▶ [CHALLENGE]: Can you render all the data below as a numbered list, one line per item, with blank lines dropped and the pictures left out?
## start RECORDS PROVIDED
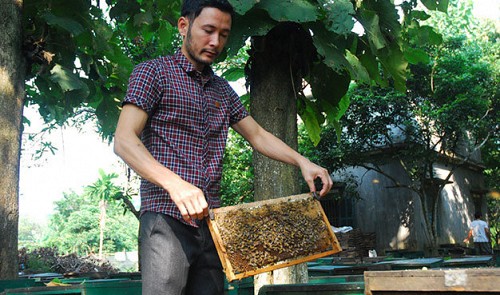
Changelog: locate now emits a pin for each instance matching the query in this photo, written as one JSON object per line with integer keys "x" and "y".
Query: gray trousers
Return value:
{"x": 177, "y": 259}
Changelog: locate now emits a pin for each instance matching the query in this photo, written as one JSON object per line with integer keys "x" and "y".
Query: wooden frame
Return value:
{"x": 315, "y": 212}
{"x": 465, "y": 281}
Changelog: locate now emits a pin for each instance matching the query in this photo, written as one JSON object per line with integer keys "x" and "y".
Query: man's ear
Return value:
{"x": 183, "y": 25}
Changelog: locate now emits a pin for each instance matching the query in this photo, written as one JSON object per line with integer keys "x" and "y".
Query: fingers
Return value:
{"x": 325, "y": 178}
{"x": 191, "y": 202}
{"x": 327, "y": 184}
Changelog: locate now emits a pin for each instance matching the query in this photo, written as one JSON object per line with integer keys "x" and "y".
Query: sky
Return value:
{"x": 80, "y": 155}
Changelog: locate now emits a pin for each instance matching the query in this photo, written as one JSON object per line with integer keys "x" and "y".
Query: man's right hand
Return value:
{"x": 189, "y": 199}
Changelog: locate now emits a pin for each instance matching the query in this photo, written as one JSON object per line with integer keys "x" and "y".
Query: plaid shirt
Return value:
{"x": 189, "y": 115}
## end RECORDS PROVIDED
▶ [RESPONSE TO THIS TASK]:
1. Changelog: locate now emits a pin for each instance matching the query in this photo, written as one JSON object per line with integer keys "x" and "y".
2. Query: gray trousers
3. Return value:
4. {"x": 177, "y": 259}
5. Changelog: locate now emits a pin for each instance matching the query in this photo, written as one JSON object per line with integer keys "x" and "y".
6. Query: wooden frame
7. Return value:
8. {"x": 315, "y": 212}
9. {"x": 465, "y": 281}
10. Changelog: locate now emits a pin for each instance matching the query in this photo, written as one JSON object per line with integer keys "x" and "y".
11. Query: man's ear
12. Return value:
13. {"x": 183, "y": 25}
14. Changelog: locate now emits a pin for each instance matching the query in this photo, written as one JSON object per line with integer keys "x" and "y".
15. Query: fingers
16. Return value:
17. {"x": 325, "y": 178}
18. {"x": 191, "y": 202}
19. {"x": 327, "y": 184}
20. Changelog: locate now emits a pin for each instance matching the query in this photo, written as one JSON object per line with integer keys "x" and "y".
21. Query: sky
22. Return value:
23. {"x": 80, "y": 155}
24. Changelog: locate now emits a pin for each instance matching the query in this photo, written as one JSON object per line with integer keys "x" and "y".
25. Query: man's right hand
26. Return value:
27. {"x": 189, "y": 199}
28. Changelog: locate now emits a pin for each instance matching the query in this photo, written as one JSON object per line with integer keys "x" and "y".
29. Query: plaid shirt
30. Return value:
31. {"x": 189, "y": 115}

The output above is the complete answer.